Task statement: Only the lines from the one containing "where the distant" through the last line below should be written out, exactly and with both ends kept.

Entries from an annotation dataset:
::::::::::
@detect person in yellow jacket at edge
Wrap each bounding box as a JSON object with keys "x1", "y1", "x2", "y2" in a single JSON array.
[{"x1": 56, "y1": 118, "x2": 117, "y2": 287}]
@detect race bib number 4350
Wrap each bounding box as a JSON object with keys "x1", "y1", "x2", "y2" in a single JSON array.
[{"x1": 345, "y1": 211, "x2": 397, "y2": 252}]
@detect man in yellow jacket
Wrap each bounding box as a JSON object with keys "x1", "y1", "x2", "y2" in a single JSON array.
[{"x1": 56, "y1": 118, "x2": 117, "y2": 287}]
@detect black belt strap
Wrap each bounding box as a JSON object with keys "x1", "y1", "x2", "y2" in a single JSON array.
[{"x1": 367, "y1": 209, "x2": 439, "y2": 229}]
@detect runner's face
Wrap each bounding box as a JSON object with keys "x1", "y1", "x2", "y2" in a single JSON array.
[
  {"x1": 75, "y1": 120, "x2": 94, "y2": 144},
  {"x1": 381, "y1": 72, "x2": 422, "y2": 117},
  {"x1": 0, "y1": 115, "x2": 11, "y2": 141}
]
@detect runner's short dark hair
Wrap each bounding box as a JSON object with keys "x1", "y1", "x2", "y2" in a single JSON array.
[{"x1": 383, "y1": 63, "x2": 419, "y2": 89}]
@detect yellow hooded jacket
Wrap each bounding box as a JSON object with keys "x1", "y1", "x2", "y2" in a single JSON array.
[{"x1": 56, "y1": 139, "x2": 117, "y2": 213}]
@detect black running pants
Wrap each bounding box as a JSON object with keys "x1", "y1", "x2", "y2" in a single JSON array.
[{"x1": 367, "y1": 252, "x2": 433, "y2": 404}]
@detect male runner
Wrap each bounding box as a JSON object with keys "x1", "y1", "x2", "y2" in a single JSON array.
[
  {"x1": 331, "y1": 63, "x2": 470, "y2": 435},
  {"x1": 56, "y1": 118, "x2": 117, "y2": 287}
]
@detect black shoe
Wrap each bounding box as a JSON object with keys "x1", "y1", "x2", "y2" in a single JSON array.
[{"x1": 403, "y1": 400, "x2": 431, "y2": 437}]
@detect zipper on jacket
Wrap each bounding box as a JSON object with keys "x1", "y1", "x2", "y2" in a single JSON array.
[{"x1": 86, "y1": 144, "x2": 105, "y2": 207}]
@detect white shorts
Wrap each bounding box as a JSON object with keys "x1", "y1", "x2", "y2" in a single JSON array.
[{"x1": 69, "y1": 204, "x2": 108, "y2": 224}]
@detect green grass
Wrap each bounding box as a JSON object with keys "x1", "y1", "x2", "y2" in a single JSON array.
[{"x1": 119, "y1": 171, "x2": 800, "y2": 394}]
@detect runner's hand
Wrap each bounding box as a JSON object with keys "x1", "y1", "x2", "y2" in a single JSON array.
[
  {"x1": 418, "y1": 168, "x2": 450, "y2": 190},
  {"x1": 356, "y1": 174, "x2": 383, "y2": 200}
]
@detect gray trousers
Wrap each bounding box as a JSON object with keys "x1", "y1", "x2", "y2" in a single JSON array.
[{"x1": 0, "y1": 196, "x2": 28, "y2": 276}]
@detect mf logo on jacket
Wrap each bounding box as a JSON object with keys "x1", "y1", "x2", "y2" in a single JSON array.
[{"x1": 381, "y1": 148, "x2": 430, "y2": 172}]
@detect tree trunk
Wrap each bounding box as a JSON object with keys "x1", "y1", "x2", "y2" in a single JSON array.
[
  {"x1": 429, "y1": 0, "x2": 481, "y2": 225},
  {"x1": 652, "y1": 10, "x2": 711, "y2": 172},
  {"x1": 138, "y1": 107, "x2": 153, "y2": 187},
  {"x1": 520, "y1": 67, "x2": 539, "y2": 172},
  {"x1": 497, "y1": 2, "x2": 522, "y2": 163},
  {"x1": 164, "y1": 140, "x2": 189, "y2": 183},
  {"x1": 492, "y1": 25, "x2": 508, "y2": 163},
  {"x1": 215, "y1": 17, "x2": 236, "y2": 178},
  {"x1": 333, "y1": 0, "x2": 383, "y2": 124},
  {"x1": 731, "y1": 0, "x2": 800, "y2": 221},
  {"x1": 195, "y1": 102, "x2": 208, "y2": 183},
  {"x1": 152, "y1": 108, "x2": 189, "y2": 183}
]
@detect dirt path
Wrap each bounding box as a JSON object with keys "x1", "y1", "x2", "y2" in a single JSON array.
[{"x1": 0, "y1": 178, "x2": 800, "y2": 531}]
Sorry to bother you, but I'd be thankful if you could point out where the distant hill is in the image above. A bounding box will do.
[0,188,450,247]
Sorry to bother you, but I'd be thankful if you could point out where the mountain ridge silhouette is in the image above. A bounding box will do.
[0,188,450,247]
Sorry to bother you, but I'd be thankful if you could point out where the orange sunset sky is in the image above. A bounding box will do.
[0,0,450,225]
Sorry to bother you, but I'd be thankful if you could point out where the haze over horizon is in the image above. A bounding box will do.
::::::::::
Full solution:
Sorry to bother you, but I'd be thankful if you could point out where the distant hill is in the image above. A bounding box will do.
[0,188,450,247]
Sorry to bother you, but I'd be thankful if you could point out where the mountain ridge silhouette is in the image above. A bounding box will do.
[0,188,450,247]
Sorry to bother you, but I'd be thankful if you could point out where the orange sunset sky is in the image above. A bounding box will do.
[0,0,450,225]
Sorry to bother you, but I'd be thankful if you could point out where the haze over horizon is in the image above. A bounding box will do.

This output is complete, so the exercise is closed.